- What you are asked to do
The span to repeat in the listing below runs from the line containing "the red striped" to the line containing "x=494, y=139", inclusive. Repeat it exactly, and only it.

- Record excerpts
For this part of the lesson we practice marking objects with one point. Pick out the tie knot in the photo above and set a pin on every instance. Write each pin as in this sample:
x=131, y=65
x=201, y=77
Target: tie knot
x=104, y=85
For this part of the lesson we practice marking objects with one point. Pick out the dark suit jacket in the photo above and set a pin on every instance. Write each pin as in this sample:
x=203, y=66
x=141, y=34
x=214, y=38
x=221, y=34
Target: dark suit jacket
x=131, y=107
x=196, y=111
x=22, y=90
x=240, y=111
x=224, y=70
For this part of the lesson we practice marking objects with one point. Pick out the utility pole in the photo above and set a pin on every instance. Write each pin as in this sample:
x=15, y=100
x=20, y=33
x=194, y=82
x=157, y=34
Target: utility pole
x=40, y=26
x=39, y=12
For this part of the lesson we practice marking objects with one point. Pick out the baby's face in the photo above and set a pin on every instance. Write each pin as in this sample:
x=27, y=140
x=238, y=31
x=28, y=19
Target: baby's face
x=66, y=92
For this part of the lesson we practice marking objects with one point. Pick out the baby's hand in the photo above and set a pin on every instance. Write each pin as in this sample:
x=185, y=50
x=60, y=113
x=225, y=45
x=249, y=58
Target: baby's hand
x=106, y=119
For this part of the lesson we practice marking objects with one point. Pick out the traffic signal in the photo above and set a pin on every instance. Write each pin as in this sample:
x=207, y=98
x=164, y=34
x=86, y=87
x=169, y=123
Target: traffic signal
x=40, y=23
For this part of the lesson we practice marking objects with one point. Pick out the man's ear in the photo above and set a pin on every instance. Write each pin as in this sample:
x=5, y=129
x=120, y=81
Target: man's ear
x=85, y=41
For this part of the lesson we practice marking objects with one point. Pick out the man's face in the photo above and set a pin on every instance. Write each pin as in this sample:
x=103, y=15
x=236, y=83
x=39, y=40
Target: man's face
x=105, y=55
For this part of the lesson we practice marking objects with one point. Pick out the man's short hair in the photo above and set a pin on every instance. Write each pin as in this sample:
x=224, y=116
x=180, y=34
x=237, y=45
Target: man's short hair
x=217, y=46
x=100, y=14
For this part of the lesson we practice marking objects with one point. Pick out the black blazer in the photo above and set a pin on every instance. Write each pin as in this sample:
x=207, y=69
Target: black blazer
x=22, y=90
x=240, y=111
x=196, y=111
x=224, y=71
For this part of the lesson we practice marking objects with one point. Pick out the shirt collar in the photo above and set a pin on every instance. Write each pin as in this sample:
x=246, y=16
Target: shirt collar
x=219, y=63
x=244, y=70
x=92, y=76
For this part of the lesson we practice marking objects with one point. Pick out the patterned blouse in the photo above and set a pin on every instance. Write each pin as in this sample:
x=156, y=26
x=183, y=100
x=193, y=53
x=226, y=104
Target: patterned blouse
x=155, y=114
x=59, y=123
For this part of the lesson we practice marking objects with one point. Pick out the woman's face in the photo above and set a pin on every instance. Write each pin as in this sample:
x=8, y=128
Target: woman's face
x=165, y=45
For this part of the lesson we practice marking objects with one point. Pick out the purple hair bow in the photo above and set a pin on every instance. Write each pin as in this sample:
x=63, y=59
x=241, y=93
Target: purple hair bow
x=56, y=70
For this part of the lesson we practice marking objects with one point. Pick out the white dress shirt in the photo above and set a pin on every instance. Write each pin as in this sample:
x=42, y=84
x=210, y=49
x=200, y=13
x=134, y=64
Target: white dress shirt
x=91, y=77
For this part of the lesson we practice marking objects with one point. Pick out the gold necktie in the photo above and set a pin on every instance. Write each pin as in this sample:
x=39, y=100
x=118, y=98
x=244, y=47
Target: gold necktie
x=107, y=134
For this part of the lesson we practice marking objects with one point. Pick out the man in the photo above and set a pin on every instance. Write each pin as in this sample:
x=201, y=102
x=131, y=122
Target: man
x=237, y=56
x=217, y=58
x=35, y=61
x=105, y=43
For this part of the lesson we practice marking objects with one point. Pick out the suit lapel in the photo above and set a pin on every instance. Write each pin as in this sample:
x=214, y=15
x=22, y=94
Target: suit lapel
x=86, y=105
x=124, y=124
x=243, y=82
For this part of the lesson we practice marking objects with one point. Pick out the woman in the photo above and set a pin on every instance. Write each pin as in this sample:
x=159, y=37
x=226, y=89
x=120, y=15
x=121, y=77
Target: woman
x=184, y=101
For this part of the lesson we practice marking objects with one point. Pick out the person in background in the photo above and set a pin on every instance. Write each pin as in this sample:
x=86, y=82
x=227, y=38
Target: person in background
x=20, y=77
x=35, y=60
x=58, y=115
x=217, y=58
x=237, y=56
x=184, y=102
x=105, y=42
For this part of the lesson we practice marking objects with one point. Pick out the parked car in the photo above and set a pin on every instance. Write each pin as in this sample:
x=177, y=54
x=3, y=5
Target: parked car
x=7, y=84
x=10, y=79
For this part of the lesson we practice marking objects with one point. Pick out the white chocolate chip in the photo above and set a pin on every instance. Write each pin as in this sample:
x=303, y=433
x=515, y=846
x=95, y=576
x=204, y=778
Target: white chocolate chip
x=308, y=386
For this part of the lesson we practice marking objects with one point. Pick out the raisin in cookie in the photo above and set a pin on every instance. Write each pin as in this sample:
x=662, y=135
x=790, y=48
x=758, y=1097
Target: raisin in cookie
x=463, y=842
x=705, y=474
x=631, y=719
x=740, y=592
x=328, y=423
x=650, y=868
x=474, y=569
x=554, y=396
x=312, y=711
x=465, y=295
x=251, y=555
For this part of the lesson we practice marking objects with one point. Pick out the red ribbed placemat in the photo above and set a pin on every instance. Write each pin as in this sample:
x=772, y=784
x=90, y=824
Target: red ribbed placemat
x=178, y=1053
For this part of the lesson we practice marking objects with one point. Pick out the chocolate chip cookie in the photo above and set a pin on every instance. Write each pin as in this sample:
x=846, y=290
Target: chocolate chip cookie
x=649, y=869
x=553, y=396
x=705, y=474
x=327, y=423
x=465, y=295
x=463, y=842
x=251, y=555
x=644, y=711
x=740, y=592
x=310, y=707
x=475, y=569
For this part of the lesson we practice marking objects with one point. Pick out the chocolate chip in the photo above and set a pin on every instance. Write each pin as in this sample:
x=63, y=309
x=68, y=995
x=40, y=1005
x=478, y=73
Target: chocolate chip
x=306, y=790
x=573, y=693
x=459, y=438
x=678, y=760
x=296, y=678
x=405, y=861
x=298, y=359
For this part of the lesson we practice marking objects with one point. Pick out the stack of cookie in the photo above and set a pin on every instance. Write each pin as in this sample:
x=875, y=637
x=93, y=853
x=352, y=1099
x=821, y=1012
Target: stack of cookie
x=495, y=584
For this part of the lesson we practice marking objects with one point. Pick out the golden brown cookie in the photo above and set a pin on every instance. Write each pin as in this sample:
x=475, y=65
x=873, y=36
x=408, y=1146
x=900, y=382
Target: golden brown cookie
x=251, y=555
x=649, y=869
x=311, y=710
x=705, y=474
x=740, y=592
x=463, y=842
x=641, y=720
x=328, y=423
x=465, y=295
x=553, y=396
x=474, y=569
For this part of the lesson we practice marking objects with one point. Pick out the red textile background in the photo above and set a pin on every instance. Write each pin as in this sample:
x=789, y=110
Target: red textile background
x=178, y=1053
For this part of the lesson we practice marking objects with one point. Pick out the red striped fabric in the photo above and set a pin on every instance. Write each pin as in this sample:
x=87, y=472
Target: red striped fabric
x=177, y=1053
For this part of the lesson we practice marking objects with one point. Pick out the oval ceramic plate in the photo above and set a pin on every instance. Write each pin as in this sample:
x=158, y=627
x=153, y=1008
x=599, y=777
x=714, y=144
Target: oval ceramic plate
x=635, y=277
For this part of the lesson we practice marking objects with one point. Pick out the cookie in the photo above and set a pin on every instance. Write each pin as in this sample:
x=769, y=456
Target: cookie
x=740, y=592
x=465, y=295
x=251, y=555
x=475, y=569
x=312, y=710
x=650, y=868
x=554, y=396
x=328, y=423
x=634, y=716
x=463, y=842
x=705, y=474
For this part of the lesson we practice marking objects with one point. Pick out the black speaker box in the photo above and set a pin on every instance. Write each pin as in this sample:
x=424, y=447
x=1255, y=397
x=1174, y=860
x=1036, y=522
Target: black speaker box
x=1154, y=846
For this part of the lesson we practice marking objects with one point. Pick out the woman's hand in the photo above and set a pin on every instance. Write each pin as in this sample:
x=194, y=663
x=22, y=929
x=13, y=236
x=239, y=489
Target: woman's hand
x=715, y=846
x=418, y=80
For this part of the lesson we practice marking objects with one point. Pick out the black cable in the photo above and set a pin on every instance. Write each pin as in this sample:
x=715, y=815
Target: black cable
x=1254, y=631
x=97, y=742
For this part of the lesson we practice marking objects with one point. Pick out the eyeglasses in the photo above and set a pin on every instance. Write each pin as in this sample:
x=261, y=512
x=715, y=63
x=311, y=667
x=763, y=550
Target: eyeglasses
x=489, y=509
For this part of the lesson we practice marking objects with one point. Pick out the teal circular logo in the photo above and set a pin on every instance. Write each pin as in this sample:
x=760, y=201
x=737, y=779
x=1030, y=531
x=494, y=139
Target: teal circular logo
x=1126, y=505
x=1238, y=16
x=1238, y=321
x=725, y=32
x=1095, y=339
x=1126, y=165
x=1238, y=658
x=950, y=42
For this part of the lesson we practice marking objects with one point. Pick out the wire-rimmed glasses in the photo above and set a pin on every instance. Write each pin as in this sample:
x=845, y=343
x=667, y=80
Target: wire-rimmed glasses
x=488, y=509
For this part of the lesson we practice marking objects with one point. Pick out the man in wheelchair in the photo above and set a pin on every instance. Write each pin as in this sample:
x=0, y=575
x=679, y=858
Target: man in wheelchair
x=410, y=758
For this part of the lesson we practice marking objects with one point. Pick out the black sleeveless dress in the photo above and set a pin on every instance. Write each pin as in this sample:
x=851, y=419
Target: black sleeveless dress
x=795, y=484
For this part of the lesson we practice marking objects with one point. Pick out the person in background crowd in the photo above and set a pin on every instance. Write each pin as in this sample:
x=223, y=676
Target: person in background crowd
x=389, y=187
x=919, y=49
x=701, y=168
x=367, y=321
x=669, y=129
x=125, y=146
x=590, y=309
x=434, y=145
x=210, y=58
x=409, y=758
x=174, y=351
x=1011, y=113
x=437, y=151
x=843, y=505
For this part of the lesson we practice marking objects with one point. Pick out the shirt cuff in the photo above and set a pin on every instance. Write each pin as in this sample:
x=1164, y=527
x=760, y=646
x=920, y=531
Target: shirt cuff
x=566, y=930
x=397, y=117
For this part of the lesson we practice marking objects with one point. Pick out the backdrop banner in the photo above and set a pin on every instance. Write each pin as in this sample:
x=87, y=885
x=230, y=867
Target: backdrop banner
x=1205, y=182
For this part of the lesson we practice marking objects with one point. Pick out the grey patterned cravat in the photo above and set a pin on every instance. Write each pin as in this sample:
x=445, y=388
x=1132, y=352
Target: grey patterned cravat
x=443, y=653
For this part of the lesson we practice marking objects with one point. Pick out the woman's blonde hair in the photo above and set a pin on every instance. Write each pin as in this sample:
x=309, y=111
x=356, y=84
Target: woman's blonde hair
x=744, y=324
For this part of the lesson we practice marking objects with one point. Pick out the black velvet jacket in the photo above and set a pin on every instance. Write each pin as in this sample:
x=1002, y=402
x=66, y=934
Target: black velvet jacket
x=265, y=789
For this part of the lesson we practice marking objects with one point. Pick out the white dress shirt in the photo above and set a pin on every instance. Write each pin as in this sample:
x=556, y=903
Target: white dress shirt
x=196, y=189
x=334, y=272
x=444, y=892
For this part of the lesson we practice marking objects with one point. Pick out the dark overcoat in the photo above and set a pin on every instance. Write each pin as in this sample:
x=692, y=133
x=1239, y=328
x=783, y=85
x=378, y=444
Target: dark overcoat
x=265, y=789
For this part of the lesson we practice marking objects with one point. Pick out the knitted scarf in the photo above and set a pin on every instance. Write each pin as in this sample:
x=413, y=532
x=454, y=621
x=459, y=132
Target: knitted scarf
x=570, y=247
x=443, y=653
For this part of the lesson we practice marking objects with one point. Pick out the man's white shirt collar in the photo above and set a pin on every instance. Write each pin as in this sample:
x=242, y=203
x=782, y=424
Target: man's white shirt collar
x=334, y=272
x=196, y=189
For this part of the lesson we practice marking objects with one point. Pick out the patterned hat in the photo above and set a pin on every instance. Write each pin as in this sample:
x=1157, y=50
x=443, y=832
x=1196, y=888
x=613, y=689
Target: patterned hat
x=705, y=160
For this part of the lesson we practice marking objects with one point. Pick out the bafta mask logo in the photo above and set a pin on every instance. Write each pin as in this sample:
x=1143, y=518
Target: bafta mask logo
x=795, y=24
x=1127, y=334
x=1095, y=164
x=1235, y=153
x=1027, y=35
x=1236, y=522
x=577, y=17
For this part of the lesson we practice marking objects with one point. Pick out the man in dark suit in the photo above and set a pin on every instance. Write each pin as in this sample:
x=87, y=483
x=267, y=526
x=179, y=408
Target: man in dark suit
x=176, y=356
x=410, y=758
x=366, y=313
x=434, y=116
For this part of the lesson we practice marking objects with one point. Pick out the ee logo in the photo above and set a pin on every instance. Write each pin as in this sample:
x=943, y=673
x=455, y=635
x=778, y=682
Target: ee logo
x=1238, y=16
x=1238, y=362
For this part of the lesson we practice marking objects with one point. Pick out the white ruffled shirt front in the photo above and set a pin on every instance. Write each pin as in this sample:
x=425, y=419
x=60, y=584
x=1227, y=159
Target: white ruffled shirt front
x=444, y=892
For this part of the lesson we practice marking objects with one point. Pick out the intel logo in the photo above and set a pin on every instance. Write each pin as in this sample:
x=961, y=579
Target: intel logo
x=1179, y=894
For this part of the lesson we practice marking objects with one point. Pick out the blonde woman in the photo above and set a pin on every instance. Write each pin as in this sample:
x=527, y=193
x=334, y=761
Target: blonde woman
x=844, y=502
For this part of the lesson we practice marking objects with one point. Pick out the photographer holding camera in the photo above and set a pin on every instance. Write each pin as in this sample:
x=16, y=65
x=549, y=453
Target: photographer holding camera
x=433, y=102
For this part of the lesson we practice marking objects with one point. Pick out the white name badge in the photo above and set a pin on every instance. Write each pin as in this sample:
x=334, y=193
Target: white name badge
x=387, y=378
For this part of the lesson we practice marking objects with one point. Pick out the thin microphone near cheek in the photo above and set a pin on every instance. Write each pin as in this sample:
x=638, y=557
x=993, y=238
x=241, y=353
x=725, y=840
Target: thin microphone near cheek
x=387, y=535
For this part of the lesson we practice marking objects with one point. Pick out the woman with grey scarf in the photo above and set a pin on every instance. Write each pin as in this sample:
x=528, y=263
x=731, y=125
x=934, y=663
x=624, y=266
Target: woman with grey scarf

- Answer space
For this part of the lesson we practice marking objects with one point. Pick out the red striped fabric in the photo above and set a pin on every instance. Write each pin as in this sample:
x=87, y=472
Target: red striped fabric
x=177, y=1053
For this part of the lesson we practice marking objects with one point. Pick out the oval ceramic plate in the photo above and set a pin on every instance. Write each pin as in this sample:
x=158, y=627
x=153, y=1008
x=599, y=777
x=714, y=144
Target: oval ceramic plate
x=635, y=277
For this part of the lesson we practice marking objects with one point. Pick out the cookie in the photo above and set a pin on every instance. Write each pin as in this sample:
x=769, y=456
Target: cookie
x=740, y=592
x=465, y=295
x=251, y=555
x=475, y=569
x=312, y=710
x=650, y=868
x=554, y=396
x=328, y=423
x=634, y=716
x=463, y=842
x=705, y=474
For this part of the lesson we practice marking objects with one point. Pick out the black speaker box in the photo above and set a pin on every instance. Write each pin as in this sample:
x=424, y=447
x=1255, y=397
x=1174, y=860
x=1036, y=522
Target: black speaker box
x=1154, y=846
For this part of the lesson we practice marking objects with one point. Pick out the woman's hand in the photo above and set a pin on every instance. Write each pin as in this sample:
x=194, y=663
x=22, y=929
x=13, y=236
x=239, y=489
Target: woman's hand
x=715, y=846
x=418, y=80
For this part of the lesson we practice marking objects with one point. Pick out the black cable in the photo above and set a pin on every instance. Write each pin as in this sample:
x=715, y=815
Target: black cable
x=1254, y=631
x=97, y=742
For this part of the lesson we practice marking objects with one point. Pick out the eyeglasses in the photo above and set a pin on every instance. Write each pin as in this sample:
x=261, y=512
x=715, y=63
x=311, y=667
x=763, y=550
Target: eyeglasses
x=489, y=509
For this part of the lesson we practice marking objects with one point. Pick out the teal circular logo in the photo above and set a pin on every instance. Write each pin as in this sample:
x=760, y=201
x=737, y=779
x=1030, y=531
x=494, y=139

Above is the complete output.